» **Brief**
Give the lines again exactly, from the one holding "For the evaluation, point out each instance of the dense" to the last line of the listing below, both ends included and nothing added.

» **Records supplied**
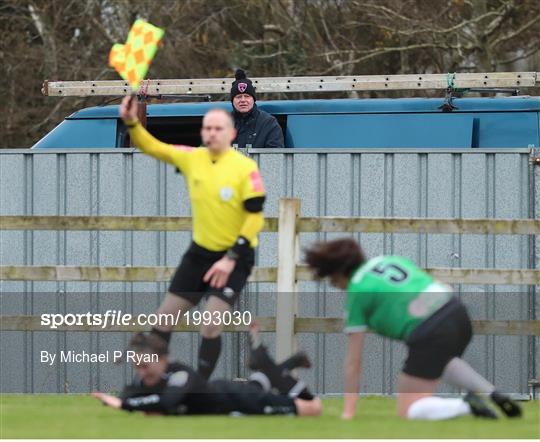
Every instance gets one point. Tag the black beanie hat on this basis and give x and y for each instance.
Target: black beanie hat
(242, 85)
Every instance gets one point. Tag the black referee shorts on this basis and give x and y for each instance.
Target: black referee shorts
(246, 398)
(187, 282)
(440, 338)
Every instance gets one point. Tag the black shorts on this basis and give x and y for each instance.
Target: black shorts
(440, 338)
(187, 282)
(247, 398)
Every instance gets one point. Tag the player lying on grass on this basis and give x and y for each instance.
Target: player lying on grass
(394, 298)
(166, 387)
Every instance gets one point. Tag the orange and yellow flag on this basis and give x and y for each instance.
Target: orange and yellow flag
(132, 60)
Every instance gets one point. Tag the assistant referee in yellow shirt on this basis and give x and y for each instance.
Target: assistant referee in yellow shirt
(227, 196)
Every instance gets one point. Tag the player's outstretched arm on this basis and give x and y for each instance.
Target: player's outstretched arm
(308, 408)
(107, 399)
(353, 369)
(144, 140)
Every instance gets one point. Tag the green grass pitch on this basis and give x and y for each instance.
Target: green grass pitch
(75, 416)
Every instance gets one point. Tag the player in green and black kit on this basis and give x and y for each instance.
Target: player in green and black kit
(392, 297)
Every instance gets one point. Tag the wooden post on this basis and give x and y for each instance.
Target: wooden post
(287, 301)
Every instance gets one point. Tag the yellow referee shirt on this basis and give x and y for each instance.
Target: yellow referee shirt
(218, 187)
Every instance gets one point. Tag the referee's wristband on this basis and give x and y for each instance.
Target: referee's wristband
(131, 123)
(241, 248)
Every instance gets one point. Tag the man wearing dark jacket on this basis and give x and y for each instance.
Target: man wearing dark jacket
(255, 128)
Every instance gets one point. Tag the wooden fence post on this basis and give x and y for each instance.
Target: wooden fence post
(287, 298)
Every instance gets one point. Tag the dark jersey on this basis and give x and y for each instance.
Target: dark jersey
(183, 391)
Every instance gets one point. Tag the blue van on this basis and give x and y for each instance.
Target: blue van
(331, 123)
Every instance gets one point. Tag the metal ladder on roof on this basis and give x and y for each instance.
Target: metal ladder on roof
(496, 81)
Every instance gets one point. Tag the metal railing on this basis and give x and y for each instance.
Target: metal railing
(289, 224)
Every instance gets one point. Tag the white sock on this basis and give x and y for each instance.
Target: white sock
(437, 408)
(460, 374)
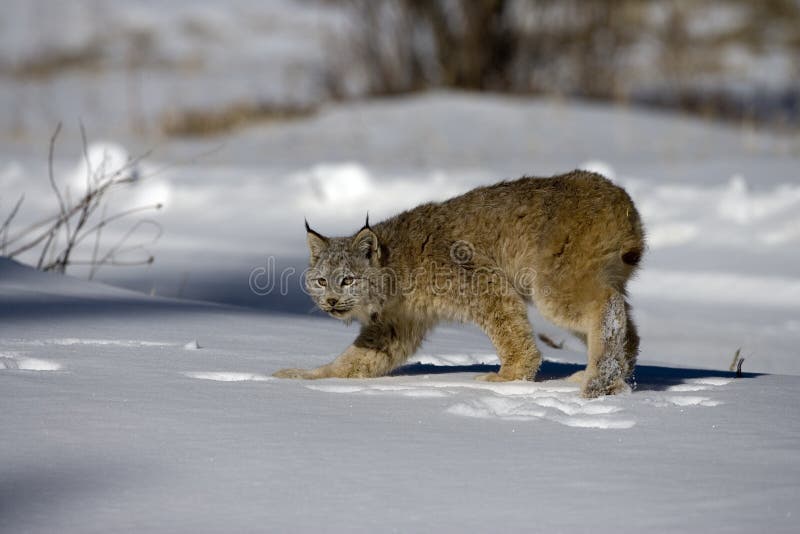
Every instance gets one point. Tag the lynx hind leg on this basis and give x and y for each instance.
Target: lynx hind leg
(631, 345)
(505, 321)
(608, 348)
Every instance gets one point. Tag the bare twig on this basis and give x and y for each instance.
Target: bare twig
(7, 222)
(51, 175)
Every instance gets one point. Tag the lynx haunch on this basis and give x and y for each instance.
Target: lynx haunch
(567, 244)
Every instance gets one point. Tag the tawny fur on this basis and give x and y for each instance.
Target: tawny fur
(568, 244)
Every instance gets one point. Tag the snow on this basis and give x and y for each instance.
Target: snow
(127, 412)
(109, 424)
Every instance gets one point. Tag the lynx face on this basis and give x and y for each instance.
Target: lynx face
(340, 278)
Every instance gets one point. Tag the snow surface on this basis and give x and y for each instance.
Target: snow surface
(111, 425)
(127, 413)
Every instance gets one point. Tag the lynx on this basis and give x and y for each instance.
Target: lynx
(568, 244)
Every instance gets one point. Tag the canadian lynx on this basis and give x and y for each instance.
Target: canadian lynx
(568, 244)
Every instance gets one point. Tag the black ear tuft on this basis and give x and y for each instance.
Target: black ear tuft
(366, 242)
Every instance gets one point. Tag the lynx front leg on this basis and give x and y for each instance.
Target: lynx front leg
(612, 351)
(378, 349)
(505, 321)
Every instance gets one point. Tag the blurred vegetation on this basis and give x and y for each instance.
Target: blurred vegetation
(672, 53)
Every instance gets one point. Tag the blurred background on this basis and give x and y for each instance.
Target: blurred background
(223, 124)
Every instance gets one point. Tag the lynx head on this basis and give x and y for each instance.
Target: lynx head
(342, 275)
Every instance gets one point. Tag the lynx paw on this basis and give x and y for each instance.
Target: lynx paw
(494, 377)
(577, 377)
(292, 373)
(595, 387)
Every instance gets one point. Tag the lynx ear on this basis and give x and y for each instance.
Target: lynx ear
(366, 242)
(316, 243)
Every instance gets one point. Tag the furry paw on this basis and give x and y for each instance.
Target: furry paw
(292, 373)
(594, 388)
(577, 377)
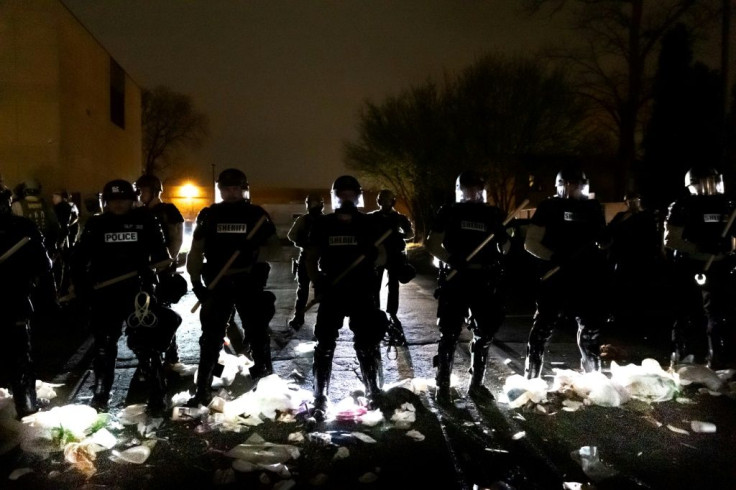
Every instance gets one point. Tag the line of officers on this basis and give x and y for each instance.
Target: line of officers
(124, 269)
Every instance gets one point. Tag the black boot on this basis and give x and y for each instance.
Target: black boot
(262, 365)
(104, 370)
(478, 360)
(590, 350)
(101, 391)
(369, 359)
(322, 370)
(443, 361)
(205, 373)
(534, 361)
(157, 385)
(297, 321)
(24, 396)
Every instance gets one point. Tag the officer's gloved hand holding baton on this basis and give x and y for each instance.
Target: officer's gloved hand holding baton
(203, 293)
(373, 253)
(82, 290)
(724, 245)
(458, 263)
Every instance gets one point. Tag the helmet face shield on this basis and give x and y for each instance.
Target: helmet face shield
(707, 186)
(704, 182)
(470, 186)
(339, 198)
(472, 194)
(573, 190)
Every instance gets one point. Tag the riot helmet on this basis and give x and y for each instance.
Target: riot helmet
(633, 201)
(386, 198)
(119, 189)
(233, 177)
(150, 182)
(346, 188)
(314, 203)
(572, 183)
(31, 187)
(705, 181)
(470, 186)
(6, 197)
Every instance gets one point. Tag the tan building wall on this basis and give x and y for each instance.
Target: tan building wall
(55, 103)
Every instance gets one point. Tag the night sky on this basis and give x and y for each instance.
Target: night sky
(282, 81)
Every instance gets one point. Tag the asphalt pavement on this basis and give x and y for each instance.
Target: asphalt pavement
(467, 446)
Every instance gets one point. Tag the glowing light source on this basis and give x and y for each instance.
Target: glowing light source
(189, 190)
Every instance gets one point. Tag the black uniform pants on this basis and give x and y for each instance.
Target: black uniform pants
(367, 322)
(303, 282)
(708, 308)
(567, 295)
(470, 295)
(16, 364)
(254, 306)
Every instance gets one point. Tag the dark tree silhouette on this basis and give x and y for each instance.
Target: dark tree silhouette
(170, 122)
(491, 117)
(685, 127)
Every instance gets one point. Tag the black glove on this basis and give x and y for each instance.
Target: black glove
(560, 260)
(371, 254)
(456, 262)
(716, 247)
(201, 292)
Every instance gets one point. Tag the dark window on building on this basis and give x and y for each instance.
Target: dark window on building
(117, 94)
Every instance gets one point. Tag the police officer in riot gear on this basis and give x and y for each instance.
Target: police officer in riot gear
(223, 230)
(24, 259)
(696, 234)
(341, 238)
(299, 236)
(32, 205)
(121, 240)
(475, 286)
(396, 261)
(171, 285)
(565, 232)
(636, 258)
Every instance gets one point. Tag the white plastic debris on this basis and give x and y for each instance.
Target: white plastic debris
(647, 382)
(363, 437)
(404, 416)
(593, 467)
(266, 453)
(104, 438)
(44, 432)
(341, 453)
(273, 395)
(296, 437)
(17, 473)
(133, 455)
(244, 466)
(702, 427)
(305, 348)
(82, 456)
(185, 414)
(519, 390)
(45, 391)
(415, 434)
(133, 414)
(696, 373)
(571, 405)
(371, 418)
(678, 430)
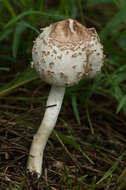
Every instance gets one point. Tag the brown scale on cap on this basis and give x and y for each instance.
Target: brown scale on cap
(51, 64)
(51, 73)
(69, 32)
(59, 57)
(43, 60)
(63, 75)
(74, 66)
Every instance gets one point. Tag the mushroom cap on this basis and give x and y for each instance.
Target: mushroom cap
(66, 52)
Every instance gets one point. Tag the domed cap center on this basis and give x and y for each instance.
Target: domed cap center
(68, 31)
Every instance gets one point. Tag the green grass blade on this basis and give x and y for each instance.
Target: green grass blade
(121, 104)
(75, 109)
(5, 34)
(4, 69)
(30, 12)
(95, 2)
(22, 79)
(20, 28)
(112, 169)
(10, 8)
(114, 22)
(17, 37)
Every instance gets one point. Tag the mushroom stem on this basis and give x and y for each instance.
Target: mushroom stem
(53, 106)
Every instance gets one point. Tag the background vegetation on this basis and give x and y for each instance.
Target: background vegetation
(93, 103)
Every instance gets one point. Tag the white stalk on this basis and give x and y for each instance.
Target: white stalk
(40, 139)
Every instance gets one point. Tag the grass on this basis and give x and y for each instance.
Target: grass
(99, 104)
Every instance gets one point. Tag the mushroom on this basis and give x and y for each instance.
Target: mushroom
(64, 53)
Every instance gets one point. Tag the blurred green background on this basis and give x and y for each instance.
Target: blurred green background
(20, 23)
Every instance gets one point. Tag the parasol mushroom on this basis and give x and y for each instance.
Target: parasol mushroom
(63, 54)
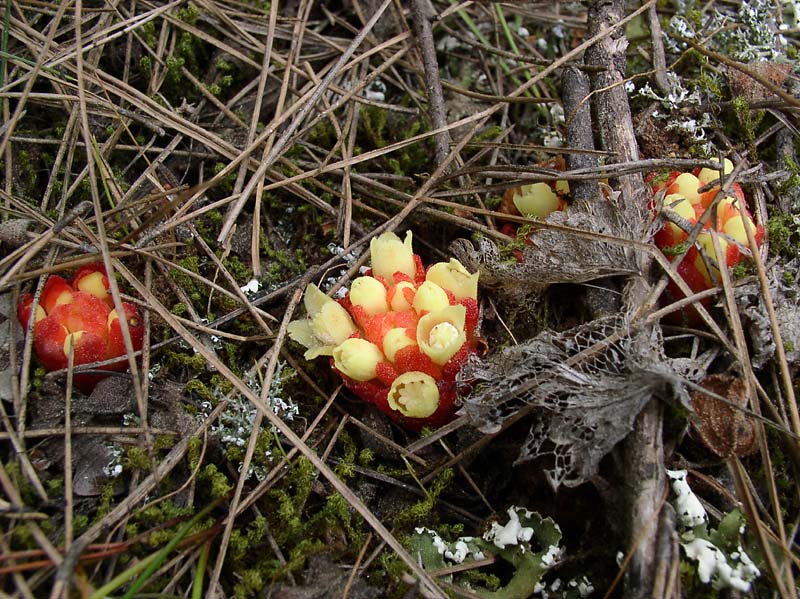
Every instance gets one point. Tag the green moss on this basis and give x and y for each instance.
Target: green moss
(742, 109)
(193, 451)
(250, 584)
(106, 500)
(420, 512)
(220, 486)
(784, 235)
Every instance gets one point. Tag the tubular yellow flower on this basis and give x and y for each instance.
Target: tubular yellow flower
(707, 175)
(370, 294)
(430, 297)
(326, 325)
(399, 301)
(357, 358)
(453, 276)
(391, 255)
(536, 200)
(395, 340)
(414, 394)
(440, 334)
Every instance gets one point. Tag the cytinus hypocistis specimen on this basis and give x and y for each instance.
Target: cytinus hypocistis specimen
(400, 335)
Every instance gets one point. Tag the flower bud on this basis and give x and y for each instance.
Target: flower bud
(537, 200)
(414, 394)
(430, 297)
(402, 296)
(707, 175)
(686, 184)
(370, 294)
(390, 255)
(441, 334)
(453, 276)
(327, 325)
(357, 358)
(394, 341)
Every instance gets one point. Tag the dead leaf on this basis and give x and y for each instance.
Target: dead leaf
(722, 425)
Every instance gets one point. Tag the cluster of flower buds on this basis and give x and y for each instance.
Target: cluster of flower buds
(687, 204)
(400, 335)
(80, 315)
(535, 200)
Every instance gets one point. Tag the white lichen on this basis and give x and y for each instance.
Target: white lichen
(512, 533)
(713, 566)
(690, 511)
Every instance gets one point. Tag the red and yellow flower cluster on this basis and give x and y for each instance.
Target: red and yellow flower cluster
(400, 335)
(730, 217)
(80, 314)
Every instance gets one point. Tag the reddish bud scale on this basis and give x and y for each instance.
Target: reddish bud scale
(90, 320)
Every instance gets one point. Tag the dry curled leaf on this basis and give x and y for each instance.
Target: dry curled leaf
(587, 385)
(722, 425)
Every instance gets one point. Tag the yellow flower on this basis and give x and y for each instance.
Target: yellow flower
(399, 300)
(395, 340)
(357, 358)
(707, 175)
(536, 200)
(391, 255)
(429, 298)
(370, 294)
(414, 394)
(441, 334)
(453, 276)
(326, 325)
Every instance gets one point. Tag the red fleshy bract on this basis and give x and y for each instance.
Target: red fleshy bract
(86, 315)
(409, 358)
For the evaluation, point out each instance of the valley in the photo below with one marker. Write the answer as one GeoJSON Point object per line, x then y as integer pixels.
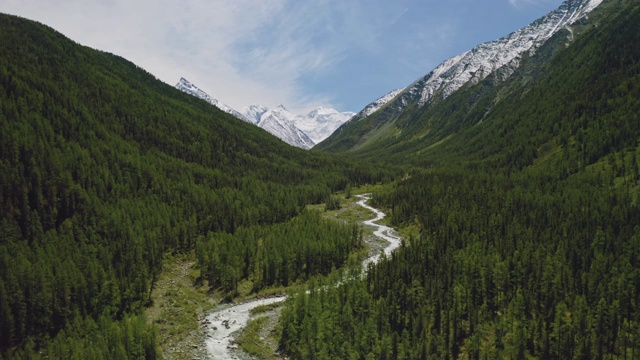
{"type": "Point", "coordinates": [141, 220]}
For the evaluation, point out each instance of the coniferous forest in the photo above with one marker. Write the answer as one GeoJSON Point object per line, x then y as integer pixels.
{"type": "Point", "coordinates": [529, 228]}
{"type": "Point", "coordinates": [524, 205]}
{"type": "Point", "coordinates": [103, 169]}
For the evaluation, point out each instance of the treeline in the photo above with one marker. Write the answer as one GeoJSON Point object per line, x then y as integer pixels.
{"type": "Point", "coordinates": [104, 168]}
{"type": "Point", "coordinates": [504, 267]}
{"type": "Point", "coordinates": [529, 242]}
{"type": "Point", "coordinates": [277, 254]}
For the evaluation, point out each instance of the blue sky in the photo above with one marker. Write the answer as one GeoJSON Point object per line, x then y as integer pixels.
{"type": "Point", "coordinates": [300, 53]}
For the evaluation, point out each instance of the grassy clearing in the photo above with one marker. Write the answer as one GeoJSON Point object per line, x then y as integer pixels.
{"type": "Point", "coordinates": [178, 303]}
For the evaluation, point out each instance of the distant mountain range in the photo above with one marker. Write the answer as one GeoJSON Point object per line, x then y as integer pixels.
{"type": "Point", "coordinates": [302, 131]}
{"type": "Point", "coordinates": [498, 59]}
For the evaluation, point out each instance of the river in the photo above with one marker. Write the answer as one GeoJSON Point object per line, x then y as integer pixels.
{"type": "Point", "coordinates": [222, 323]}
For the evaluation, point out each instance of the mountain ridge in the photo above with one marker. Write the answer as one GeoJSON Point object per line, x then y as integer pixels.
{"type": "Point", "coordinates": [499, 58]}
{"type": "Point", "coordinates": [302, 131]}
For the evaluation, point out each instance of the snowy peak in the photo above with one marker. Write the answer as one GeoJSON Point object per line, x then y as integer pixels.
{"type": "Point", "coordinates": [278, 121]}
{"type": "Point", "coordinates": [254, 112]}
{"type": "Point", "coordinates": [502, 55]}
{"type": "Point", "coordinates": [374, 106]}
{"type": "Point", "coordinates": [302, 131]}
{"type": "Point", "coordinates": [321, 122]}
{"type": "Point", "coordinates": [185, 86]}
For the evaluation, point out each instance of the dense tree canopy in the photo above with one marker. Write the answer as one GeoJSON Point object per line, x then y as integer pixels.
{"type": "Point", "coordinates": [528, 217]}
{"type": "Point", "coordinates": [103, 168]}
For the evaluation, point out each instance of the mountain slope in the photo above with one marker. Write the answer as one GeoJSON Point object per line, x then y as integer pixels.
{"type": "Point", "coordinates": [301, 131]}
{"type": "Point", "coordinates": [321, 122]}
{"type": "Point", "coordinates": [186, 86]}
{"type": "Point", "coordinates": [499, 58]}
{"type": "Point", "coordinates": [103, 169]}
{"type": "Point", "coordinates": [524, 239]}
{"type": "Point", "coordinates": [278, 122]}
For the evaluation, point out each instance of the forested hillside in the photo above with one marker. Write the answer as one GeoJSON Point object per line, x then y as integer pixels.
{"type": "Point", "coordinates": [103, 169]}
{"type": "Point", "coordinates": [528, 215]}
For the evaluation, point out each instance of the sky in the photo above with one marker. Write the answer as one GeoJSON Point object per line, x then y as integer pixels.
{"type": "Point", "coordinates": [300, 53]}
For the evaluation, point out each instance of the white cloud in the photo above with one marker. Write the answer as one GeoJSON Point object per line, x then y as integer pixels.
{"type": "Point", "coordinates": [201, 40]}
{"type": "Point", "coordinates": [522, 3]}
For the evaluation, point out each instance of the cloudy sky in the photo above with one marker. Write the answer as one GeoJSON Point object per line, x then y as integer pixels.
{"type": "Point", "coordinates": [300, 53]}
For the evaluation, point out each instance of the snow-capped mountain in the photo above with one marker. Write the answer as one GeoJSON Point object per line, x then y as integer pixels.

» **Response to this exercise**
For the evaluation, point out each instance of the dense tree canopy in the photo above with one marker. Write the answer as one GeoJSON Point object per line, x then y as integer pixels.
{"type": "Point", "coordinates": [528, 217]}
{"type": "Point", "coordinates": [103, 168]}
For the evaluation, point out each instance of the mountain slope in the photo above with one marker. Write the answer as one GeoJSON Point object per line, x then y as integer pixels.
{"type": "Point", "coordinates": [301, 131]}
{"type": "Point", "coordinates": [321, 122]}
{"type": "Point", "coordinates": [186, 86]}
{"type": "Point", "coordinates": [499, 58]}
{"type": "Point", "coordinates": [103, 169]}
{"type": "Point", "coordinates": [524, 239]}
{"type": "Point", "coordinates": [278, 122]}
For the evaluation, point out each instance of the forested hillside in the photo above with one marker. Write the answer as one GeoJSON Point object per line, x then y as integer pixels.
{"type": "Point", "coordinates": [103, 169]}
{"type": "Point", "coordinates": [528, 215]}
For the evaluation, point out each instance of the sky in the photo above with one marker. Write the answer as one GeoJSON Point object per line, x then y as integer pixels.
{"type": "Point", "coordinates": [300, 53]}
For the evaluation, point out each instance of the white cloud in the photo above with one marker. Write the answer as one GeoJSON Point object per line, x then y as integer pixels.
{"type": "Point", "coordinates": [201, 40]}
{"type": "Point", "coordinates": [522, 3]}
For the evaluation, point out each instance of the cloudy sky in the photo above with one marker. Write the answer as one GeoJSON Point object per line, x then y as integer pixels.
{"type": "Point", "coordinates": [300, 53]}
For the evaluation, point out each instance of the snow-capped mountain in the photo above with one marker. Write the answer as one GeoJSON Point object per line, x then y as integer pixels.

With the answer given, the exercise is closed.